# Set task 1:
In the extract on wages below, what kind of law fixes the pay of a man who works without capital and without a master?

********

Every single fish is a joint product—indeed, every fin or scale of a fish is so; and the difficulty is that it is impossible to divide a single one of them into fractions due to the producing agencies. Hopelessly merged with the product of capital is the product of the labor of an independent producer. Instead of presenting the condition in which the wages of labor are readily distinguished from other incomes, and identified as the “produce of labor,” such a primitive economy as actually exists is one in which it is impossible to say what the produce of labor itself is.
The illustration used by Adam Smith avoids this difficulty, indeed, by assuming that there is no capital in the case and that, therefore, whatever is produced at all is created by labor. The state that is referred to “preceded the accumulation of stock.” If a man does, in fact, work without capital, as well as without a master, his wages will be what he creates. A physical law and not a social one will fix his pay. He will dig his wages literally out of the earth, fish them out of the sea, pursue and capture them in the hunting forest, etc., and he will not have to share them with any industrial partner. There are points in the industrial system where this condition, though it is not absolutely reached, is approximated; and Mr. Henry George has advanced an interesting theory which makes the gains of men who are in this condition set the standard of general wages. A squatter may, for example, till land for which no rent can be obtained, using no appliance that is more elaborate than a hoe or a spade. He may live in a dugout, and have only a few dollars’ worth of salable property of any kind. While this state of things lasts, the man has not capital enough to complicate the problem of wages; and for the purpose of illustration he must not be allowed to own land. If he is the owner of his farm, like a homestead settler in the United States, a complication arises which makes it impossible rightly to claim that his wages are the whole income that comes to him.

********

# Set task 2:
Which lines of the records below contain the word "wooden"? Report each of those lines in full, treating case as significant.

********

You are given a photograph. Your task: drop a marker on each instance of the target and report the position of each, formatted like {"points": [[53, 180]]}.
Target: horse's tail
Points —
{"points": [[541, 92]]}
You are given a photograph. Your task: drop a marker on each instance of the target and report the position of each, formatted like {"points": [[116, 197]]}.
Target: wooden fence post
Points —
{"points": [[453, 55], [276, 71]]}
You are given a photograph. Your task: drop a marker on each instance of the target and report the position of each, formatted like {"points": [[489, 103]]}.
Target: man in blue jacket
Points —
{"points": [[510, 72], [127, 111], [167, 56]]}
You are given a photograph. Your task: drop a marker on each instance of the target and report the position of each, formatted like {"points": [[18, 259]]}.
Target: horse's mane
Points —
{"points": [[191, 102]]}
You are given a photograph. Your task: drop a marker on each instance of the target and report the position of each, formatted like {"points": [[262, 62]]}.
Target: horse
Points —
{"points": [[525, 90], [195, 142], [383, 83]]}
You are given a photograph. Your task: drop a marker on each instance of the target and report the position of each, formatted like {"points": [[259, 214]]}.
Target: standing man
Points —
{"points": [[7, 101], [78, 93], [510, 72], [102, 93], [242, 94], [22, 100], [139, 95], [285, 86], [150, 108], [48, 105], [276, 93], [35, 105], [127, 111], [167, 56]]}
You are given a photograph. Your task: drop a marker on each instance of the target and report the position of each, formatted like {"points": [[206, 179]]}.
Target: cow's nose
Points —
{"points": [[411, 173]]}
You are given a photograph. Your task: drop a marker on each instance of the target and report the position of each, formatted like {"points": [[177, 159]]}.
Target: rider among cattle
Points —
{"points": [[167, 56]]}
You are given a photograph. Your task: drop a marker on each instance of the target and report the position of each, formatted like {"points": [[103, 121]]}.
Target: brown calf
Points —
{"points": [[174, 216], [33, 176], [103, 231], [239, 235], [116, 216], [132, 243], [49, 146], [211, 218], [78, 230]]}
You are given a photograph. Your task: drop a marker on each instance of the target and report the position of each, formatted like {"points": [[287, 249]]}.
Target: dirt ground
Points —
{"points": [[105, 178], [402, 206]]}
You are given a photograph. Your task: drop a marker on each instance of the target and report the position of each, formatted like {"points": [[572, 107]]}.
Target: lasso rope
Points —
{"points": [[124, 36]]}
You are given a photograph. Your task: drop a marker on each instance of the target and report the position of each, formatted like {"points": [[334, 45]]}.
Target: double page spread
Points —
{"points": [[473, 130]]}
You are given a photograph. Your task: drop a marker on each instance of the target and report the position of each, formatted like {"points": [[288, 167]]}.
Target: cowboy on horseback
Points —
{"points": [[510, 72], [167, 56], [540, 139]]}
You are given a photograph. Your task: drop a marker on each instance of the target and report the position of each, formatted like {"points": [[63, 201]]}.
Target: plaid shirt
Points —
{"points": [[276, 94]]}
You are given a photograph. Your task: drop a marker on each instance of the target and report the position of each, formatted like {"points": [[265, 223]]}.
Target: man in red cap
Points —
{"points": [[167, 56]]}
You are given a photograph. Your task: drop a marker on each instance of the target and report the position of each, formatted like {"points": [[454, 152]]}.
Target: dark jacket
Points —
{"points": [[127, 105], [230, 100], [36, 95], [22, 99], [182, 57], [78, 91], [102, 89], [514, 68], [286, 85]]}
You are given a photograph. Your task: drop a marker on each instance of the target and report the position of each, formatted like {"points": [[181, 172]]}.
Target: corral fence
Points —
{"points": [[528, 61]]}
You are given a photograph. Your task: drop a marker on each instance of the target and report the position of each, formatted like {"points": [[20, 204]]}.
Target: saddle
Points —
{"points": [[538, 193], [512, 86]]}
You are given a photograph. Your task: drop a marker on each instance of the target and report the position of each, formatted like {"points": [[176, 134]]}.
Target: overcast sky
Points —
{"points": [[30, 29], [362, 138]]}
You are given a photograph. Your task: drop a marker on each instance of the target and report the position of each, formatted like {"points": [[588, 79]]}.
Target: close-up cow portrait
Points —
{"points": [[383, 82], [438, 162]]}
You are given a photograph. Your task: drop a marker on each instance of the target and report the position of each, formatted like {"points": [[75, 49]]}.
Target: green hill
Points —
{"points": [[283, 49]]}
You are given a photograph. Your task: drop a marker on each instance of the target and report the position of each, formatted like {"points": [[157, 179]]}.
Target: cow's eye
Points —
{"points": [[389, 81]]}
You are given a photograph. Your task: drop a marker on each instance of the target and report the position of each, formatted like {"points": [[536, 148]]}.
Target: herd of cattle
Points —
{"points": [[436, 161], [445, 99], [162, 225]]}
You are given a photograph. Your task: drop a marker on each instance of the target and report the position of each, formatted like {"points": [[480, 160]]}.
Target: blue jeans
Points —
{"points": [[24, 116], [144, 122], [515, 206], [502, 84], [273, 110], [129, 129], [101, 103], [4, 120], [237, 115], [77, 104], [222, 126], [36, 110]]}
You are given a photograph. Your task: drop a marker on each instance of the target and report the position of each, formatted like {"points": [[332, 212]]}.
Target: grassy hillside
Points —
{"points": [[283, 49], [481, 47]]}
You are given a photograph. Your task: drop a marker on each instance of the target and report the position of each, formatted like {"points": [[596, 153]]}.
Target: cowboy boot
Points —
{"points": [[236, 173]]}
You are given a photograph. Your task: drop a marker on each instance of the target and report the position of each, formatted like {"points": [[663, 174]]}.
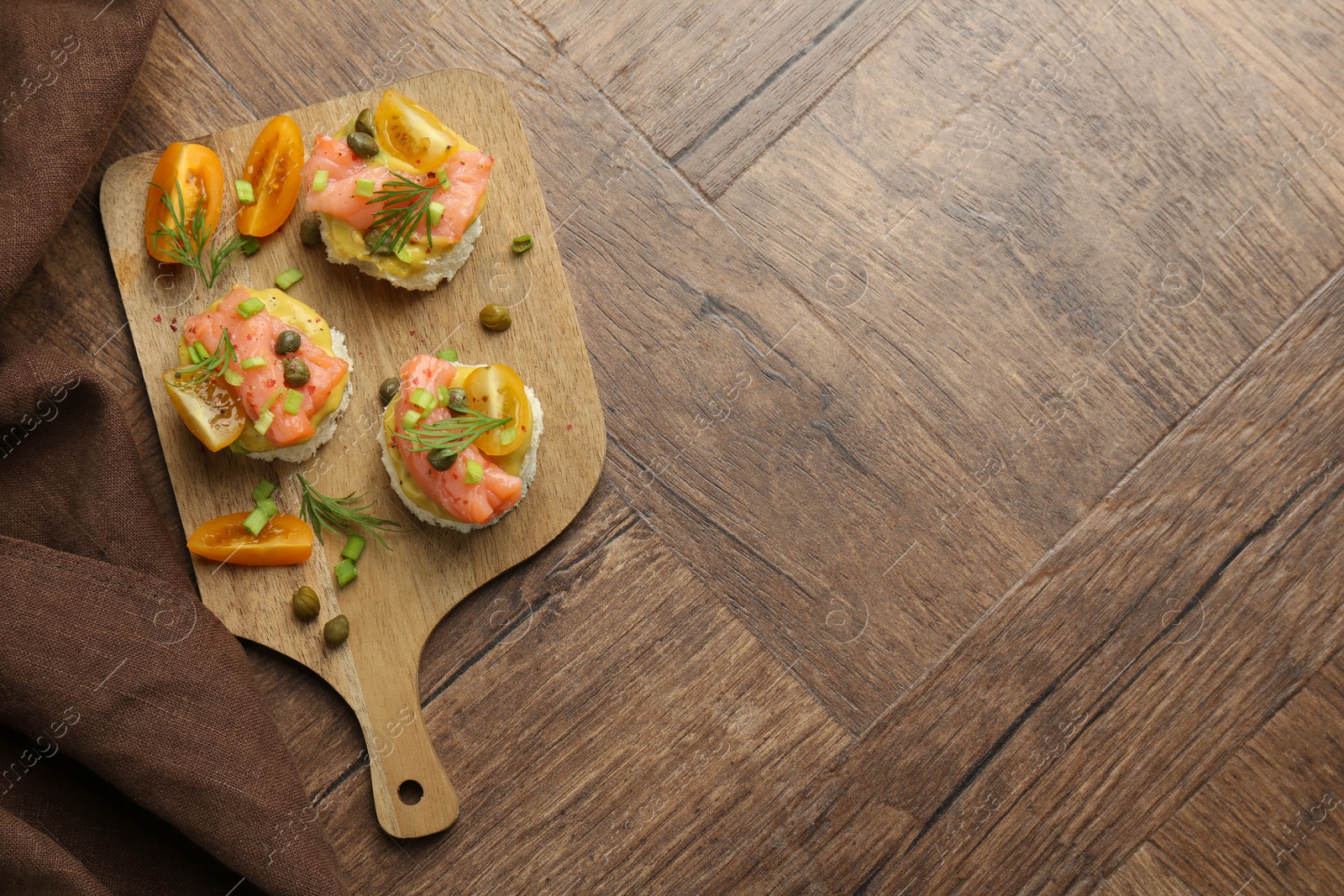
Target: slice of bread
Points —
{"points": [[327, 429], [528, 473], [437, 269]]}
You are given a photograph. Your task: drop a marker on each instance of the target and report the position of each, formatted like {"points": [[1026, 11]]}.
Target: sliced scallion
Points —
{"points": [[423, 398], [346, 573], [288, 278], [354, 547]]}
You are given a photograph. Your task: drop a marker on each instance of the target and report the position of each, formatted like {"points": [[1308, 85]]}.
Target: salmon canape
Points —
{"points": [[261, 374], [398, 194], [460, 441]]}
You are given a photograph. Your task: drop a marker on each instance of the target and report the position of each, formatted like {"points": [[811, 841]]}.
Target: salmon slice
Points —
{"points": [[468, 175], [264, 387], [481, 503]]}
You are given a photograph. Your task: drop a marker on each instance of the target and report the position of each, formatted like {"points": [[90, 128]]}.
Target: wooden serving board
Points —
{"points": [[400, 595]]}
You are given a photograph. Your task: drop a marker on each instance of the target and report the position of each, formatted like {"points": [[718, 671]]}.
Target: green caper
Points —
{"points": [[288, 343], [365, 123], [362, 144], [296, 371], [496, 317], [336, 631], [311, 233], [387, 390], [307, 606], [371, 238], [441, 458]]}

********

# Task result 1:
A physical law, not a social one.

# Task result 2:
Target: wooden fence post
Target: wooden serving board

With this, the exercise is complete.